**SET PROBLEM**
Reproduce the Tisha B'Av essay word for word, beginning at the words "On the wall" and stopping after "under Jewish control.".

**EXCERPT**
____________

Torah Thoughts Tisha B’Av 5777

Here’s a video of this week’s Torah Thoughts read by the Rabbi if you’d prefer not to read it:

Tisha B'Av
Tisha B’Av

Torah Thoughts Tisha B’Av 5777

On the wall of our religious school hallway you may have noticed a new picture.  It is a map of the Old City of Jerusalem originally commissioned in 1936, and then modified in 1947, just prior to the War for Independence.  What stands out to me is the date of the reprint, June of 1967, when for the first time in two millennia the city was under Jewish control.

CSS member Steve Cavior, a retired math professor from UB, purchased the map in 1970 when he was touring Israel.  The map represents a new beginning for the State of Israel, a time when the holiest sites in our tradition, the Western Wall, the City of David, would be free and safe to visit.  The twenty years between the two reprintings of the map were some of the hardest in our history, to be so close to everything we had been longing for, and yet, not be able to take that final step inside the walls of the Old City.  I envy Steve and everyone who traveled to Israel at that time, for witnessing a moment the Jewish people had been waiting for since 135 CE, when the last of the Bar Kokhba revolt was stamped out by the Romans and any hope for a national renewal was gone.

____________

**DATASET CONTENT**
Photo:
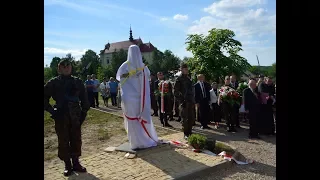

____________

**OUTPUT FOR THIS EXERCISE**
On the wall of our religious school hallway you may have noticed a new picture.  It is a map of the Old City of Jerusalem originally commissioned in 1936, and then modified in 1947, just prior to the War for Independence.  What stands out to me is the date of the reprint, June of 1967, when for the first time in two millennia the city was under Jewish control.